**WHAT IS REQUIRED**. Pull out every line of the records below that contains the word "cloud" and copy each one in full.

— BEGIN —

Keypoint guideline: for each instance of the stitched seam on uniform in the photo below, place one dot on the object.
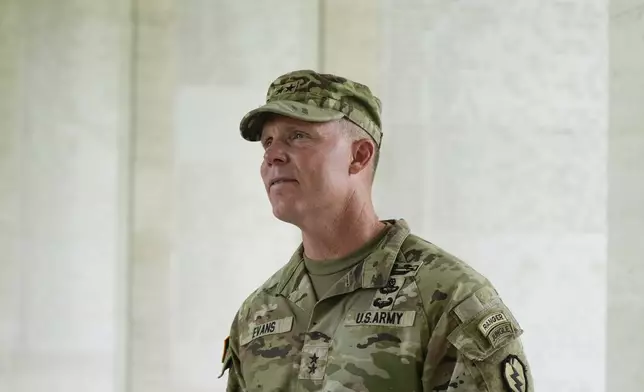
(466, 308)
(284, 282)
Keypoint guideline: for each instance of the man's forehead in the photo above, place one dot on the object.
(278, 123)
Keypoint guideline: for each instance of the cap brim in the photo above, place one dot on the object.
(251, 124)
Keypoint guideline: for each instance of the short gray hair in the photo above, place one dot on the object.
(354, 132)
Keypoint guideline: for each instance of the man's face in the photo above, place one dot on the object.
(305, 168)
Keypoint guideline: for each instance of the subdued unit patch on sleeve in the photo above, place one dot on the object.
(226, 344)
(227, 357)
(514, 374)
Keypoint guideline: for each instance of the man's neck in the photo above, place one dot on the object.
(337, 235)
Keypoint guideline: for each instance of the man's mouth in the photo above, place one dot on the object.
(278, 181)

— END —
— BEGIN —

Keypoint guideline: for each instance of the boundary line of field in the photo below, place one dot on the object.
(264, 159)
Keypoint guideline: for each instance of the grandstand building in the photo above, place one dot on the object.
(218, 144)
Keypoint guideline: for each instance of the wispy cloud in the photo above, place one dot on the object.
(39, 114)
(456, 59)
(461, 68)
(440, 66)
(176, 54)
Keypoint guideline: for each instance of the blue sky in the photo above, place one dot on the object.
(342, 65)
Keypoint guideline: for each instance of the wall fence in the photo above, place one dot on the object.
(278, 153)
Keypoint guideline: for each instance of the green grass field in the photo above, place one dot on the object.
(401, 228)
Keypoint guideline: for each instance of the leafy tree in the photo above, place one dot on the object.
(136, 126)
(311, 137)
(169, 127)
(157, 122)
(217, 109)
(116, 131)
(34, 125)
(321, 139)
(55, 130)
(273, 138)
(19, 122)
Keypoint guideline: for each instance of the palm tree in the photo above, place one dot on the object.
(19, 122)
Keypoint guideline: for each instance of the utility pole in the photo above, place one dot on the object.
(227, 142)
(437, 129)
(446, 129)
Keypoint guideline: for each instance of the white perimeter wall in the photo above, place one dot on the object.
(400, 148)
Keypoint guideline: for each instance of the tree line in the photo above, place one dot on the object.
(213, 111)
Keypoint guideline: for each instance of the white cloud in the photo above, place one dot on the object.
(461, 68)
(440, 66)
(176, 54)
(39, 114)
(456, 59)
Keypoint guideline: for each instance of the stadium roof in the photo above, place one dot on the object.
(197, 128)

— END —

**EXERCISE ANSWER**.
Keypoint guideline: for each instance of the wispy cloud in the photo above, place one dot on the object.
Keypoint guideline: for each instance of the white cloud in the photo above, place one dot on the object.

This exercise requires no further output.